# Work task
Write out every record below exactly, so that nothing differs from what is shown.

-------------------------

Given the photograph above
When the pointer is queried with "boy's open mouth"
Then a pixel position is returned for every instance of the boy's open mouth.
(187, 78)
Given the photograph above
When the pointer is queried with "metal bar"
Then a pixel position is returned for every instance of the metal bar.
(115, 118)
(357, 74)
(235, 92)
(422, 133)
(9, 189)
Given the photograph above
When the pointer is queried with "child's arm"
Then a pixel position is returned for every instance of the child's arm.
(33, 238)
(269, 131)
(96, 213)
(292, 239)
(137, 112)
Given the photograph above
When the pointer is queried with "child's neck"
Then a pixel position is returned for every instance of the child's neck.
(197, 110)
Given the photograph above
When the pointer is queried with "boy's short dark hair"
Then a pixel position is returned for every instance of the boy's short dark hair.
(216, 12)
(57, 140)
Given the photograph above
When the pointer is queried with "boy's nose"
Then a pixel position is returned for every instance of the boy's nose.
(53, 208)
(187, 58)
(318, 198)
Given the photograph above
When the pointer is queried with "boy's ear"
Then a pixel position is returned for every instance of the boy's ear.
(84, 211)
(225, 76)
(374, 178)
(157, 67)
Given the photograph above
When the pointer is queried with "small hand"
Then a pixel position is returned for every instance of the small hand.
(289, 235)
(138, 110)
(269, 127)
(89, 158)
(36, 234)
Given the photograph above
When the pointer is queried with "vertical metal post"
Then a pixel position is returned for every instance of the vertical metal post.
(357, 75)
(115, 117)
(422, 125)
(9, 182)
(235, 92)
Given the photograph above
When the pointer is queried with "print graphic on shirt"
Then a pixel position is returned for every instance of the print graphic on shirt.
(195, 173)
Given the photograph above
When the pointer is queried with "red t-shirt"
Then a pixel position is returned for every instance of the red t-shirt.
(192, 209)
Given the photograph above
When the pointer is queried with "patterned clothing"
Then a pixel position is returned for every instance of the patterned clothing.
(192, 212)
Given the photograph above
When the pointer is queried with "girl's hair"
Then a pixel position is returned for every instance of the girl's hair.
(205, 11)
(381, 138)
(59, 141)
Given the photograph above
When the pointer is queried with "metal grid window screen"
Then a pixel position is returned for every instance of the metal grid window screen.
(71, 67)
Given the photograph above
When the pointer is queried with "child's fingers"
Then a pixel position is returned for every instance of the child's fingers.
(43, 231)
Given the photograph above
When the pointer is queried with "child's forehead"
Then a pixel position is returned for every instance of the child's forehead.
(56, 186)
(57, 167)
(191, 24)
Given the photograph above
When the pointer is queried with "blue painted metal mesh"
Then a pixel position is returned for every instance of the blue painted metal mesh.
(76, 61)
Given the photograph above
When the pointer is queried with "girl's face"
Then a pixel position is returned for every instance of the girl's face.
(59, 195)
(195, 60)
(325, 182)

-------------------------

# Answer space
Given the photograph above
When the pointer is queried with "boy's open mouth"
Then a pixel position is returned for every instance of the boy's open mouth.
(187, 78)
Given the photograph above
When the pointer is queried with "metal bar"
Then a pixel position is returned for every instance of the metal bar.
(115, 118)
(357, 74)
(235, 92)
(422, 133)
(9, 189)
Given the photograph above
When the pointer is queried with "child's arm"
Then a pixel position is returned for every instance of the child's arm.
(33, 238)
(269, 131)
(96, 213)
(292, 239)
(137, 112)
Given the photograph above
When the pointer is queried with "child's neck"
Then a pixel position is returned for every instance of the child's neck.
(197, 110)
Given the photograph above
When the pointer is queried with "boy's short dark hair"
Then a pixel position is returned for every instance of the boy's short dark hair.
(216, 12)
(57, 140)
Given the photograph above
When the pointer is queried with "boy's nose"
Then a pixel position is returned for every instance of the boy's nose.
(53, 208)
(187, 58)
(318, 198)
Given the photograph above
When the pointer is queried with "boy's ear"
Then a pixel position is returned for every instance of the boy's ear.
(84, 211)
(225, 76)
(374, 178)
(157, 67)
Given the photograph above
When the pointer is queried with "small hand"
Then a pixel position is returned for every instance of the small hand.
(289, 235)
(138, 110)
(269, 127)
(89, 158)
(36, 234)
Given the photograph above
When the pointer is queried with "vertical metal post"
Then a pixel position is returned for every instance of the vertical metal post.
(357, 75)
(115, 117)
(422, 125)
(9, 182)
(235, 92)
Given the photograph above
When the pointer is queried with "print graphic on shirt"
Then a pixel position is returned for every instance of the print graphic on shirt.
(195, 173)
Given the photograph above
When the pointer is queried with "red t-shirt"
Then a pixel position is returned for every instance of the red t-shirt.
(192, 209)
Given the photograph above
When the pointer is queried with "patterned clothing"
Then a pixel position is returned for every instance of the patterned clothing.
(192, 212)
Given the photograph above
When the pointer is queried with "girl's hair"
Then a pixel position is returned for every instance of the girl's hair.
(205, 11)
(381, 138)
(59, 141)
Given the photograph above
When the pointer is queried with "metal grid window screen"
Then a pixel position is returned for every instance of the metal grid window screen.
(71, 67)
Given the photograph above
When the pointer is queried with "child's fingers"
Then a pixel position is returned for every instance of the child's fingers.
(43, 231)
Given the photograph above
When the pointer is queried with "child's forehead"
Then a pixel position is returned for every instance of the child's forehead.
(56, 186)
(57, 167)
(191, 24)
Given the photograph above
When the pointer is queried with "blue painted metal mesh"
Then a pixel position is returned for every instance of the blue painted metal mesh.
(76, 61)
Given the photograph above
When the pointer is queried with "girl's face"
Then a pixel position is returned for every instance of the girl's face.
(59, 195)
(195, 60)
(325, 182)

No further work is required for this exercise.